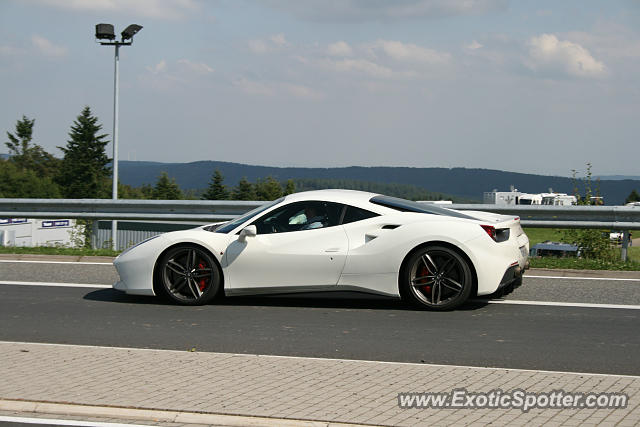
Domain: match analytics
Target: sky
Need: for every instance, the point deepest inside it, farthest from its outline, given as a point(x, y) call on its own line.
point(537, 87)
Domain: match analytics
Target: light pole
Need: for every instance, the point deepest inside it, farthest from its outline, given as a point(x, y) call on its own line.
point(105, 32)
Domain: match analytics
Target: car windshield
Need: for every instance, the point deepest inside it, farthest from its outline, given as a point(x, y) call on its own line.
point(229, 226)
point(411, 206)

========================================

__Exercise task__:
Reproduce the material line by line, requests included, shifting each point coordinate in the answers up by 139. Omit the pictures.

__Solution__:
Domain: match analytics
Target: sky
Need: for every instance, the point deepest inside it, farthest from its outline, given as a point(x, y) call on its own line.
point(676, 226)
Domain: match analytics
Target: light pole
Need: for every instance, the point deepest inside it, farthest from its outline, given as a point(x, y) call on its own line.
point(244, 171)
Domain: match analytics
Target: car windshield
Need: for every instance, the point deepest inside it, farthest from its outline, given as a point(x, y) call on its own line.
point(368, 365)
point(550, 345)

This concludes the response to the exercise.